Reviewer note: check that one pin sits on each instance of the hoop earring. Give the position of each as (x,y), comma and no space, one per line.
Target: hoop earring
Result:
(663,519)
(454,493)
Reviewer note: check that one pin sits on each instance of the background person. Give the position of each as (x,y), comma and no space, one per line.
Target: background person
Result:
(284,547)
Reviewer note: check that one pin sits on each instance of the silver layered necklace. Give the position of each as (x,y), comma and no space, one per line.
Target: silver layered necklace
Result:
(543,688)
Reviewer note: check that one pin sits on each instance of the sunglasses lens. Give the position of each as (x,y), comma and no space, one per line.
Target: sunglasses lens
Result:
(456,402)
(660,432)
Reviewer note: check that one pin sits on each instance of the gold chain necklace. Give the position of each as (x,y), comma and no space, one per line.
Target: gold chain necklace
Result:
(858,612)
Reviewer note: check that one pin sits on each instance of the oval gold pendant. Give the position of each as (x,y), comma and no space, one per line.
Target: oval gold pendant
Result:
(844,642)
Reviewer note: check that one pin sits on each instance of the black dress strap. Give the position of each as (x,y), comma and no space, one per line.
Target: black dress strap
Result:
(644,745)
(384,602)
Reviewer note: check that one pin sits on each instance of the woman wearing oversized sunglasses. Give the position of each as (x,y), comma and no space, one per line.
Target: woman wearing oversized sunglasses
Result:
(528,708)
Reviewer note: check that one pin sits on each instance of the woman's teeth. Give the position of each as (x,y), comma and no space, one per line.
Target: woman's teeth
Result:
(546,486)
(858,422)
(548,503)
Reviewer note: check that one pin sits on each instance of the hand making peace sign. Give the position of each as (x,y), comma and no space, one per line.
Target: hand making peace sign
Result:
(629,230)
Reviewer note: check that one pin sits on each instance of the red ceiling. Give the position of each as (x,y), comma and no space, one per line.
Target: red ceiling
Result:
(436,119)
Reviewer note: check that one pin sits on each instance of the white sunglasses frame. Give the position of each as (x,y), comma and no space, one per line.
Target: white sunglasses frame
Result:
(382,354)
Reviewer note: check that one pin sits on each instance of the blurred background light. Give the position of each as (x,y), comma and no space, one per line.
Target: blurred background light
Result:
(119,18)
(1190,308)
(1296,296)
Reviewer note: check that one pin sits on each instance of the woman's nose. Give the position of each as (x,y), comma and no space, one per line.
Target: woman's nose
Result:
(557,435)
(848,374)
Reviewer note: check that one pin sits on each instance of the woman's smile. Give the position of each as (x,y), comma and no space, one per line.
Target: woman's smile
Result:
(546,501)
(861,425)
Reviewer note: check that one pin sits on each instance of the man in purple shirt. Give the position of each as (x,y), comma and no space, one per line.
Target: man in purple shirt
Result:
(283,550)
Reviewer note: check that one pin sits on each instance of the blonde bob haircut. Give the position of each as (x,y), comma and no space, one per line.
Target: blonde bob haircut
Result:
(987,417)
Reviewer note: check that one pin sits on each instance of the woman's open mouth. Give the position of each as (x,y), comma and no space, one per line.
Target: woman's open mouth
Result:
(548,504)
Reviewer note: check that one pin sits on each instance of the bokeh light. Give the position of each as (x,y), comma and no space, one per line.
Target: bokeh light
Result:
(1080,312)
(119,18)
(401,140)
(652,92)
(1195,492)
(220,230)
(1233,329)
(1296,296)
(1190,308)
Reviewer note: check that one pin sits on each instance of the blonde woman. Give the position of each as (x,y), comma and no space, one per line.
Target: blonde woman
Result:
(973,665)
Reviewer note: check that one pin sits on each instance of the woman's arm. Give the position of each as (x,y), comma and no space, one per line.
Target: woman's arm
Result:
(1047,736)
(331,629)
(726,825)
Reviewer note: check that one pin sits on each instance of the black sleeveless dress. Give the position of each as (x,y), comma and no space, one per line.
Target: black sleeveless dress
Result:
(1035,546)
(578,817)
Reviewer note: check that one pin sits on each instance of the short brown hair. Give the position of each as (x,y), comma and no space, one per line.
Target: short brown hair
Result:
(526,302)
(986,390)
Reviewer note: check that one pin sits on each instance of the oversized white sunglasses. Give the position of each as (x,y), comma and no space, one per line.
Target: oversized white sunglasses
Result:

──────────

Give back the whole listing exactly as it reads.

Reviewer note: check that one pin sits on each instance of the hoop earring. Give the position of each as (x,y), comma and no space, one per line.
Target: hoop earring
Result:
(663,519)
(454,493)
Reviewer note: check that one pin sits on each instance of the background person. Give the position of each as (x,y), comma and no space, one per line.
Target: background person
Result:
(284,547)
Reviewer note: check that one pin sits on each instance of the silver layered necklace. Give the position of each as (x,y), comma and no space, one per line.
Target: silver layered necklace
Result:
(543,688)
Reviewer note: check that one pin sits on each instance of the sunglasses lens. Give the position of each as (x,y), comma and no space, one per line.
Target: sunglasses lens
Result:
(456,402)
(660,432)
Reviewer note: check that one pin sits on each instance of the gold chain necklace. Give the position of each as (x,y), comma and no space, one per line.
Target: gold chain necklace
Result:
(858,612)
Reviewer note: check that one pin sits on each instance of the oval gold pendant. Give the position of each as (x,y), comma and no space, one per line.
Target: oval gold pendant
Result:
(844,642)
Reviewer note: check that one pin sits on each instance of the black dress strap. Give the position of each as (x,y), comma and no space, one per line.
Target: black dress strap
Result:
(644,745)
(384,602)
Reviewer note: check that one pin sits on each instance of the woman wearing oversized sunglasses. Give the position of each as (x,y), comma and no space, one per line.
Target: woman wearing oversized sunglasses
Result:
(528,708)
Reviewer note: check that one pin sits on each instance of the woman's teeth. Give the position of each as (x,y), comma and no space, one per line.
Target: woman's teeth
Result:
(546,486)
(858,422)
(548,503)
Reviewer note: check that one pin sits on each instance of the hand making peace sign. Give the position of each as (x,y), comma and no space, one per line.
Target: hand making peace sign
Result:
(629,230)
Reviewer note: check that one pin sits on each instance of the red ceiling. Give the position of each as (x,y), comma and no space, one per line.
Target: red ceiling
Result:
(436,119)
Reviewer note: check that one pin sits on each instance of the white sunglasses frame. Give the position of each as (x,y), comma and no space, one per line.
Target: white sunglasses frame
Result:
(382,354)
Reviewer note: check that one pin sits on each instance of the blurred background light. Give the position of each as (x,y), comma and no space, one per line.
Target: blurred background light
Result:
(119,18)
(1190,308)
(1296,296)
Reviewer note: check that one pin sits on each instance of the woman's nose. Give the position of each as (x,y), comma and no space, one per line.
Target: woman's nose
Result:
(557,435)
(848,374)
Reviewer note: check that one pin sits on each instance of the woman's smile. Give the position of each as (x,y), comma and no space, one per line.
Target: woman's smile
Result:
(546,501)
(861,425)
Reviewer note: check that one pin sits on each instance of the man in purple shirt. Give the position of each as (x,y), comma and no space, one per line.
Target: man in purple shirt
Result:
(283,550)
Reviewer note: check that one pin sits on each instance of the blonde bob haircut. Give the position of each as (x,y), comma and no space, one per line.
Target: blonde bob haircut
Result:
(987,417)
Reviewer note: check that one pin sits on each instance of the woman's open mouth. Give the position of each as (x,y), comma and no space, one per line.
Target: woman's open mouth
Result:
(548,504)
Reviewer note: check that one pin sits on each instance of the bokeh light. Give the position of each as (x,y), comma and no space, one per line.
Target: bokeh light
Result:
(1080,312)
(119,18)
(401,140)
(652,92)
(1195,492)
(220,230)
(1233,329)
(1296,296)
(1190,308)
Reviewer note: check that one pin sits on each instance of the blonde woman. Give the position of each as (x,y), comma and no space, one per line.
Target: blonde woman
Result:
(973,665)
Reviewer note: check that one pin sits on each instance of the woman's arm. Give the position of each as (x,y), comma and no space, one per line.
Target: woman's arm
Result:
(1047,736)
(331,629)
(726,825)
Reviewer note: check that one pin sits on each instance of the black sleeveless dress. Give the position of each as (x,y), comma and no space, one per line.
Target: black sleeveless dress
Result:
(1035,546)
(578,817)
Reviewer note: check that one pin sits on each instance of the short brown hair. Give the position of each as (x,y), comma and no space, one per line.
Target: short brown hair
Result:
(526,302)
(986,390)
Reviewer note: check that one pin sits on each instance of the oversized white sunglasses. Give the position of each as (x,y), comma and no space, one per line.
Target: oversized white sunglasses
Result:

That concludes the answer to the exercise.